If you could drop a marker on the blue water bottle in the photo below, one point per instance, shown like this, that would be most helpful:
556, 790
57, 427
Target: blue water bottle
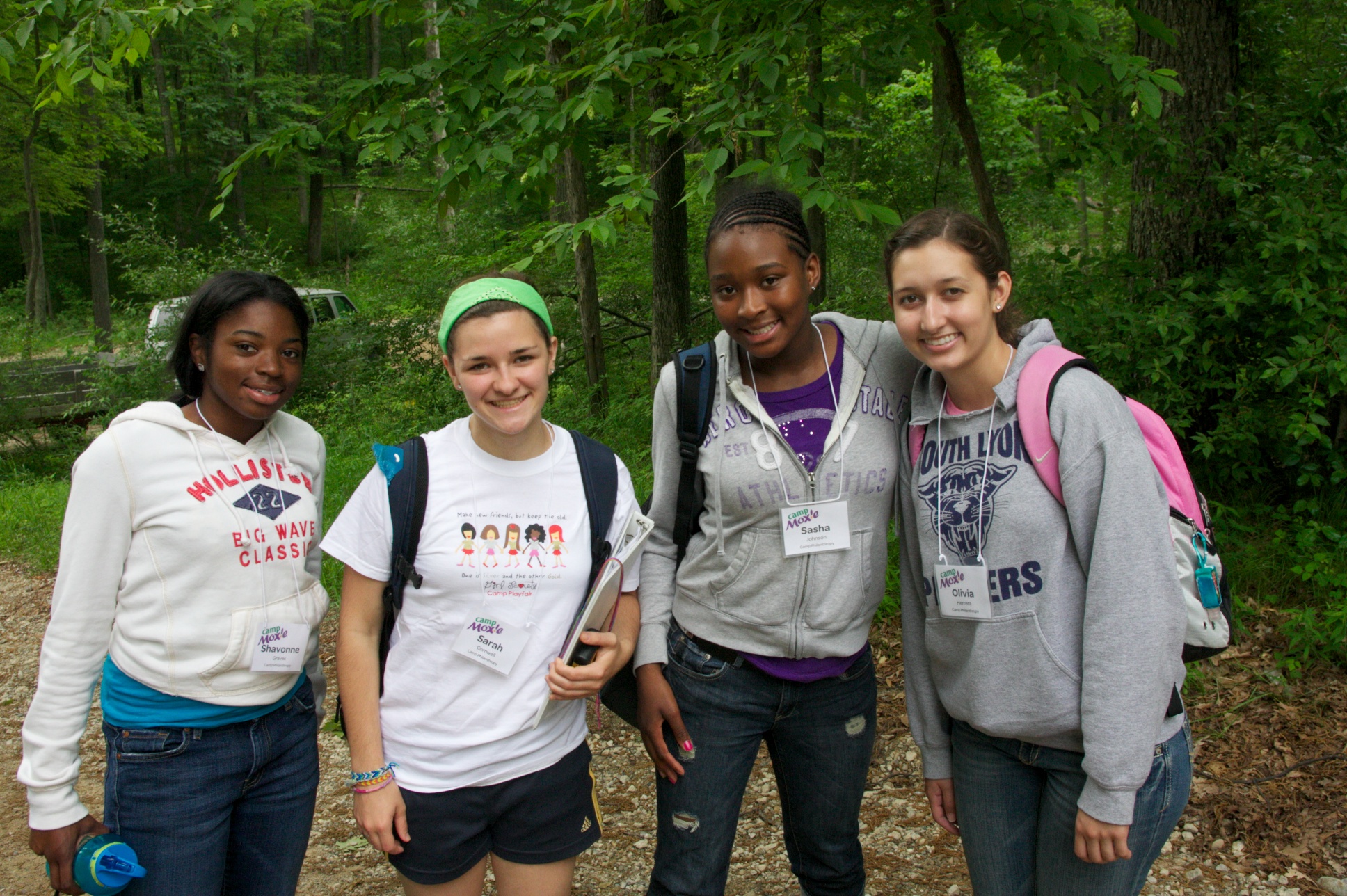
104, 865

○ ○ ○ ○

Stated exercise
Copy every line of the entries above word for word, and leave out the pictures.

Written response
If you could drop a marker on the blue water bottle in the photo below, one point per instance, shown like this, that would be most helpful:
556, 790
57, 427
Target: blue water bottle
104, 865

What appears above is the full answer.